##### Data to use #####

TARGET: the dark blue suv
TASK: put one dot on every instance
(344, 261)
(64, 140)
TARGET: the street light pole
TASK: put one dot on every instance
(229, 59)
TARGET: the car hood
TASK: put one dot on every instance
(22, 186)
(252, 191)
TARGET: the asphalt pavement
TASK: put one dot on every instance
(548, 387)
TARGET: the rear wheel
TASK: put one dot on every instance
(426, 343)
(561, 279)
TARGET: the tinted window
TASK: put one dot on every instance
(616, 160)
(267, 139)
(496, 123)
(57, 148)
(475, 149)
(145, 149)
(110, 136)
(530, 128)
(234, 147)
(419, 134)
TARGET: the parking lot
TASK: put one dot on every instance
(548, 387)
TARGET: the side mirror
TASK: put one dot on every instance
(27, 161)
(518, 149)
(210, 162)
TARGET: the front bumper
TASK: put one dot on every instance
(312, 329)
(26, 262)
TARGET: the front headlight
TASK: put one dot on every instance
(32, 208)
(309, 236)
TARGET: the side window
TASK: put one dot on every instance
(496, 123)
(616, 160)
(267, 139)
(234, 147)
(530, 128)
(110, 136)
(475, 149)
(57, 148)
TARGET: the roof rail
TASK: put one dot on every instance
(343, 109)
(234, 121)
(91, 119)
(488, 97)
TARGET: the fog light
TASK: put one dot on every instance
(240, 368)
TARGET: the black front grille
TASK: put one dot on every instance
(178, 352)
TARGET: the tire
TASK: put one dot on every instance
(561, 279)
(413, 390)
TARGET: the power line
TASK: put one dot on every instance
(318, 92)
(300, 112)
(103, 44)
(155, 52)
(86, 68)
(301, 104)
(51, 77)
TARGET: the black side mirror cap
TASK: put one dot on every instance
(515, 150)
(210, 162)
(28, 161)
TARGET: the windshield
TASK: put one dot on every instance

#####

*Activity*
A faithful copy of all the material is the required answer.

*Task result*
TARGET: the dark blue suv
TASK: put one dot on every instance
(344, 261)
(64, 140)
TARGET: the street light pole
TASK: put one dot on every instance
(229, 59)
TARGET: the car hood
TASK: put one dot on every instance
(22, 186)
(252, 191)
TARGET: the asphalt pavement
TASK: put one dot on every instance
(548, 387)
TARGET: the rear wheel
TASK: put one dot on every instance
(426, 343)
(561, 279)
TARGET: the tinted window
TASK: put one dot on every instance
(616, 160)
(267, 139)
(496, 123)
(57, 148)
(475, 149)
(145, 149)
(110, 136)
(530, 128)
(234, 147)
(419, 134)
TARGET: the parking lot
TASK: put one dot on every instance
(548, 387)
TARGET: the side mirror
TASK: put one dot on every instance
(27, 161)
(518, 149)
(210, 162)
TARGET: the front bumper
TASK: put one dot on every instance
(312, 329)
(26, 262)
TARGET: the front headlight
TASK: put one dot on every instance
(32, 208)
(309, 236)
TARGET: the side window
TASK: put one dot on every instance
(496, 123)
(616, 160)
(267, 139)
(234, 147)
(530, 128)
(110, 136)
(475, 149)
(57, 148)
TARGET: the roof rail
TASK: put one dot on every instance
(343, 109)
(234, 121)
(91, 119)
(488, 97)
TARGET: the fog light
TASK: put one dot on every instance
(240, 368)
TARGET: the black front grille
TASK: put one dot on every instance
(178, 352)
TARGET: the tire
TASK: put one dot on every instance
(561, 279)
(413, 390)
TARGET: the power line
TASK: put one dot on every instance
(318, 92)
(300, 112)
(103, 44)
(155, 52)
(86, 68)
(301, 104)
(51, 77)
TARGET: the black side mirror cap
TASK: put one dot on every instance
(515, 150)
(210, 162)
(28, 161)
TARGET: the windshield
TASK: put one dot on every instance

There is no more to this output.